_Passage provided:_

I have an issue splitting information, separated with soft returns (link breaking) in cells to obtain a new row below it containing the information from all the other cells, and only one of the information in the line breaked cell. I am a new user, and after a whole day on internet trying to find a solution I gave up
I looked into the following packages: stringr, tidyverse and tidyr
But maybe that is the wrong place
I would like to have 1 funding detail per row, so the rest of the row should be copied.
E.g. line 2 all information should stay the same, except only 1 funding organization
New line should contain all information, exept second funding organization of line 2, etc.
This seems to be Excel. Is the goal to load this Excel file into R, process it, then export it back to Excel? Then this should work:
library(tidyverse)
my_excel <- readxl::read_excel("Book1.xlsx")
my_excel
#> A tibble: 2 x 5
#> DOI Funding.Details Pubmed.ID Source EID
#> <chr> <chr> <chr> <chr> <chr>
#> 1 a "fa\r\nfb\r\n\r\nfc\r\n" b c d
#> 2 e "ff\r\n" g h i
my_excel <- my_excel |>
tidyr::separate_rows(Funding.Details) |>
filter(nchar(Funding.Details) > 0 )
my_excel
#> A tibble: 4 x 5
#> DOI Funding.Details Pubmed.ID Source EID
#> <chr> <chr> <chr> <chr> <chr>
#> 1 a fa b c d
#> 2 a fb b c d
#> 3 a fc b c d
#> 4 e ff g h i
writexl::write_xlsx(my_excel, "Book1_expanded.xlsx")
Where \r\n is the newline on Windows, it would look slightly different on MacOS (\r) or Linux (\n).
Thank you very much for your solution, reads like it might work as well.
In the meantime, someone else suggested another solution (enclosed), which I tried and it worked.
The original dataframe consists of 23 columns, >10.000 entries ....

_Parts of the exercise:_
A. Answer these questions from the forum thread:
(i) Which packages did the person with the issue look into?
(ii) What file name does the code write the expanded data to?
(iii) How many columns does the original dataframe have?
B. Update the forum thread from the part that opens with the words "Thank you very" through the words "and it worked.", replacing "suggested" with "proposed".
C. List every column name shown in the tibble output of the forum thread.

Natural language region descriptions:
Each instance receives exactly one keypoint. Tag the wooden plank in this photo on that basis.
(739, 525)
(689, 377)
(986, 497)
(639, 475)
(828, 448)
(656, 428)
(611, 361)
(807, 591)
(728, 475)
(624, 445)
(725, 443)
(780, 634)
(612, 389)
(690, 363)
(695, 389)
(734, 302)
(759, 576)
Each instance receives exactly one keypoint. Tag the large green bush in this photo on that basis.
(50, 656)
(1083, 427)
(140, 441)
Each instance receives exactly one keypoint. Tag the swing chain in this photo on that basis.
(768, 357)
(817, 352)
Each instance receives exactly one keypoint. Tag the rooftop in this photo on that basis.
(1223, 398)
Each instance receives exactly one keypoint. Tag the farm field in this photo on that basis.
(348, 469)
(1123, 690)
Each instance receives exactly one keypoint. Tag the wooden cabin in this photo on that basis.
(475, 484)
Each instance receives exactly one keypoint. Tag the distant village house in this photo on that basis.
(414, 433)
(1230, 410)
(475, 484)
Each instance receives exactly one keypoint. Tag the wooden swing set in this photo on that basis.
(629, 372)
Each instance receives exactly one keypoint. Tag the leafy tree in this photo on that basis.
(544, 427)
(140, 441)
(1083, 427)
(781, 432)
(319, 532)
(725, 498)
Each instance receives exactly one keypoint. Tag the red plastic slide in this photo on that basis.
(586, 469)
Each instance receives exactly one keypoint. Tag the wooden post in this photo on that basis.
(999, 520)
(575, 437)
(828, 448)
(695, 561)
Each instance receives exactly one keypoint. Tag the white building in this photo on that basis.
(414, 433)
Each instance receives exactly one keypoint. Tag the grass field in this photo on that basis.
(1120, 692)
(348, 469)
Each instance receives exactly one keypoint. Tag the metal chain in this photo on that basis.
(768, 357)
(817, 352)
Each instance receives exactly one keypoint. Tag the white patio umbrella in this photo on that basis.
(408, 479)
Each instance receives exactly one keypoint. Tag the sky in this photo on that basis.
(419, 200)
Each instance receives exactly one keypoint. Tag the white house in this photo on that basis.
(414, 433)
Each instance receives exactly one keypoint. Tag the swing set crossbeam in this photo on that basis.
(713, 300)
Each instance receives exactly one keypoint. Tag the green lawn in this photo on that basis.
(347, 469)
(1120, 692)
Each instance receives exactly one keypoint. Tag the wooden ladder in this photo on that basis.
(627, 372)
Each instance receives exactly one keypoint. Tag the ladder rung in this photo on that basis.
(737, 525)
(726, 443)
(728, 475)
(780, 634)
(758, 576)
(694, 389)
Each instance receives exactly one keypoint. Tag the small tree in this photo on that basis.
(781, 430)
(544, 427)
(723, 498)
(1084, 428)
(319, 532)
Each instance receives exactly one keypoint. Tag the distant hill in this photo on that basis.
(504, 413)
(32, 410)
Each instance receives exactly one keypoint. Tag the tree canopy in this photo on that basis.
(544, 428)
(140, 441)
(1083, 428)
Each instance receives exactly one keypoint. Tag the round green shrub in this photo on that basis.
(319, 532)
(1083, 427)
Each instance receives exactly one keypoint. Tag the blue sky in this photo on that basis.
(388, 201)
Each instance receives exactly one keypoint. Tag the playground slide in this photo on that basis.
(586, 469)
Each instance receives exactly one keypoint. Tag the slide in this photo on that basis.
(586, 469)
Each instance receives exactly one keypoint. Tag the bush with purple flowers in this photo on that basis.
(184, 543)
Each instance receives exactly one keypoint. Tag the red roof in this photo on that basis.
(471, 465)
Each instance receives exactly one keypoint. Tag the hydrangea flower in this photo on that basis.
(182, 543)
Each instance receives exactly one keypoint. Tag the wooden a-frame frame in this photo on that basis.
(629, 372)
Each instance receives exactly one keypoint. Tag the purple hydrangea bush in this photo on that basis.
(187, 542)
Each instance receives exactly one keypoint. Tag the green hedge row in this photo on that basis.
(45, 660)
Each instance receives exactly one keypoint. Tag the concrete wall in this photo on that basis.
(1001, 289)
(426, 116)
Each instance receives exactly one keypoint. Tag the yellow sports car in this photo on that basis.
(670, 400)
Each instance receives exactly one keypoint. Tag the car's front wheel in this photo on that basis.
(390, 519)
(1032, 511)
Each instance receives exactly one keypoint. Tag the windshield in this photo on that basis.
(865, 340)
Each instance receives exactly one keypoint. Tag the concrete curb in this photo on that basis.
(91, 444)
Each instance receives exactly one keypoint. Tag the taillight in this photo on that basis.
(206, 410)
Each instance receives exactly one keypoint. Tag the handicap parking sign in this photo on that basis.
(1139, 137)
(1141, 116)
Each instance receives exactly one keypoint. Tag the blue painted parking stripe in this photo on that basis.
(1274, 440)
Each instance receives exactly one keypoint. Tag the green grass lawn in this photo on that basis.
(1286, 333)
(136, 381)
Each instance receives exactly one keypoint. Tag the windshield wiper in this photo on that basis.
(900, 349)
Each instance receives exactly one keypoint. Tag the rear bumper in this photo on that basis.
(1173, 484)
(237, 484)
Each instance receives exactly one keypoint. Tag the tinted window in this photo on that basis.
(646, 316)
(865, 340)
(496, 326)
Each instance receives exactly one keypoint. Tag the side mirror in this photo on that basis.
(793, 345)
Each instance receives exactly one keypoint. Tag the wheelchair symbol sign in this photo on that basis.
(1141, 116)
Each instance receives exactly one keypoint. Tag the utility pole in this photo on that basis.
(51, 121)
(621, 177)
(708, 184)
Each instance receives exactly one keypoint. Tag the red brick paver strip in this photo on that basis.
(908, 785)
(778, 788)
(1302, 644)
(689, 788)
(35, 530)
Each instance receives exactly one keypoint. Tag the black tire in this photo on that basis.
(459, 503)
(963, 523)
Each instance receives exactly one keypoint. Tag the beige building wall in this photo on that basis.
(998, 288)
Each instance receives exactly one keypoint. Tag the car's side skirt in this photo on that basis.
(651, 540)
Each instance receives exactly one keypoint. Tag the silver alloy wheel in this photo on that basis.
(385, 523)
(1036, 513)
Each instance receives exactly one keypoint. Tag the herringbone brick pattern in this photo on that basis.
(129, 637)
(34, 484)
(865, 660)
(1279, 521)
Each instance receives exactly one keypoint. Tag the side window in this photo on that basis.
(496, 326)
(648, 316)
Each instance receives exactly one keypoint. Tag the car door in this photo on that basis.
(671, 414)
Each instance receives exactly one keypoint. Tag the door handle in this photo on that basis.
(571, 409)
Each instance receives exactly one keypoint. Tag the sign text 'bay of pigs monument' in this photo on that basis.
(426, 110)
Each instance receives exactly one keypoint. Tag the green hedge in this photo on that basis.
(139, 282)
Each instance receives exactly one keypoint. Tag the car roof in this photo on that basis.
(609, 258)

_Exercise results:_
A.
(i) stringr, tidyverse and tidyr
(ii) Book1_expanded.xlsx
(iii) 23

B.
Thank you very much for your solution, reads like it might work as well.
In the meantime, someone else proposed another solution (enclosed), which I tried and it worked.

C. DOI, Funding.Details, Pubmed.ID, Source, EID